(Data extracted from a collection)
__________________________________________________

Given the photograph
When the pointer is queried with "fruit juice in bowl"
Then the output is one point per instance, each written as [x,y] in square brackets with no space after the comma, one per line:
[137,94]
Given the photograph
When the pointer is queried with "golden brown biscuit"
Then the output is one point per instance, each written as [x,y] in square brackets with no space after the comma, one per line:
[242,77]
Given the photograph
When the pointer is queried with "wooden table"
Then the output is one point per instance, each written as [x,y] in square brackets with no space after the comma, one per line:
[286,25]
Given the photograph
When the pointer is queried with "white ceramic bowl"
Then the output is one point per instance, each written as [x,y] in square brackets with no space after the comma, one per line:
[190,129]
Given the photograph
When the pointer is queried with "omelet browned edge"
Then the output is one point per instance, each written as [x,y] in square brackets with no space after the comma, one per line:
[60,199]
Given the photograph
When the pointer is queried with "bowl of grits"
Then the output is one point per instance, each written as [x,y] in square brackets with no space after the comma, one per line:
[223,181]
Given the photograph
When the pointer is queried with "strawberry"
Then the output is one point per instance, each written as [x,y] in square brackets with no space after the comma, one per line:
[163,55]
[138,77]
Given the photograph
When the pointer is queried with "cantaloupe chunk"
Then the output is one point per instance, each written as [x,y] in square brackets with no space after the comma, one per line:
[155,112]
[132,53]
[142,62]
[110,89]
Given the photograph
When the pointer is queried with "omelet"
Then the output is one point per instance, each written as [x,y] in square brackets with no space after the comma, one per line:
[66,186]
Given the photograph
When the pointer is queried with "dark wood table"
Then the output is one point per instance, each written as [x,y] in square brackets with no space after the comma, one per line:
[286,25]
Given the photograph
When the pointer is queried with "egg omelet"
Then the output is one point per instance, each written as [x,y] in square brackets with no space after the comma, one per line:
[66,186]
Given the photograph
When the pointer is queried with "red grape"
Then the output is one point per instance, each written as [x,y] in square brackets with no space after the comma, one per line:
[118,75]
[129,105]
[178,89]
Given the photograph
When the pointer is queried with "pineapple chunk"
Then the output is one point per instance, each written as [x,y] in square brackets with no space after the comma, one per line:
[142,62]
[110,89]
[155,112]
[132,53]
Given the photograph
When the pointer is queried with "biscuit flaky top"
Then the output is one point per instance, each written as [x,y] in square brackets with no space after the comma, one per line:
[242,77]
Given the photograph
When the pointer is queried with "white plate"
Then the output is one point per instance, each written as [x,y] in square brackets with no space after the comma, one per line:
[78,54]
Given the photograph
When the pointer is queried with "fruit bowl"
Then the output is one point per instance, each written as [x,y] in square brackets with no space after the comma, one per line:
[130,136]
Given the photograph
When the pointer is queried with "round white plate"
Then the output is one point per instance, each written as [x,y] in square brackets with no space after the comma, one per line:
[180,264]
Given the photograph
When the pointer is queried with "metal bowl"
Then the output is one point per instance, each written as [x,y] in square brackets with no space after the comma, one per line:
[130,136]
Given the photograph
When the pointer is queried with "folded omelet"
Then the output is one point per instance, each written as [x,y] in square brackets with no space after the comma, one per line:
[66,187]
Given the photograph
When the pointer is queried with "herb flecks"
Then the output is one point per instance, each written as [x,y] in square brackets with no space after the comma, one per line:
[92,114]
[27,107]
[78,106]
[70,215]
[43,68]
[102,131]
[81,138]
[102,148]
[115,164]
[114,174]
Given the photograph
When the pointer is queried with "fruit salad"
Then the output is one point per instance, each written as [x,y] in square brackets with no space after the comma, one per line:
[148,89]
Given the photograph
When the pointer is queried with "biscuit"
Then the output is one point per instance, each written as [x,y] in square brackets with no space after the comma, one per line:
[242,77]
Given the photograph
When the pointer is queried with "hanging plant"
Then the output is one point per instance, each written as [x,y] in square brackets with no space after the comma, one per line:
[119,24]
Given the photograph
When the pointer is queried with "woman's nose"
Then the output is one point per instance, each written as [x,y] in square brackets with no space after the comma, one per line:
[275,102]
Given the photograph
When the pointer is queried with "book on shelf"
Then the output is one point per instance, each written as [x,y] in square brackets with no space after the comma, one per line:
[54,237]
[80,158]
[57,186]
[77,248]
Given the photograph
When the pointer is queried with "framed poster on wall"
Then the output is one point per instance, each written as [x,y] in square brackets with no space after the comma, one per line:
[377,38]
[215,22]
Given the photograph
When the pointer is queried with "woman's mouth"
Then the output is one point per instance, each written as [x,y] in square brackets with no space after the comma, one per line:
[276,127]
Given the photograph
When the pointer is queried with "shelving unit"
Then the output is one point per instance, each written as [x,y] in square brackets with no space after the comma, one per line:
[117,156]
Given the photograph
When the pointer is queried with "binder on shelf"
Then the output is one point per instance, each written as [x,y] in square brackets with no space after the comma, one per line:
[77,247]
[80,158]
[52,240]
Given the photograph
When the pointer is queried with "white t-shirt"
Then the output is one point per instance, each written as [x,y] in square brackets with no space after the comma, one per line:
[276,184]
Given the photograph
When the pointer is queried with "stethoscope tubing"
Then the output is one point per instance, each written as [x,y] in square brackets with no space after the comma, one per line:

__________________________________________________

§ **Problem statement**
One number only, please: the count of lines in the data that hold the word "white".

§ **Task solution**
4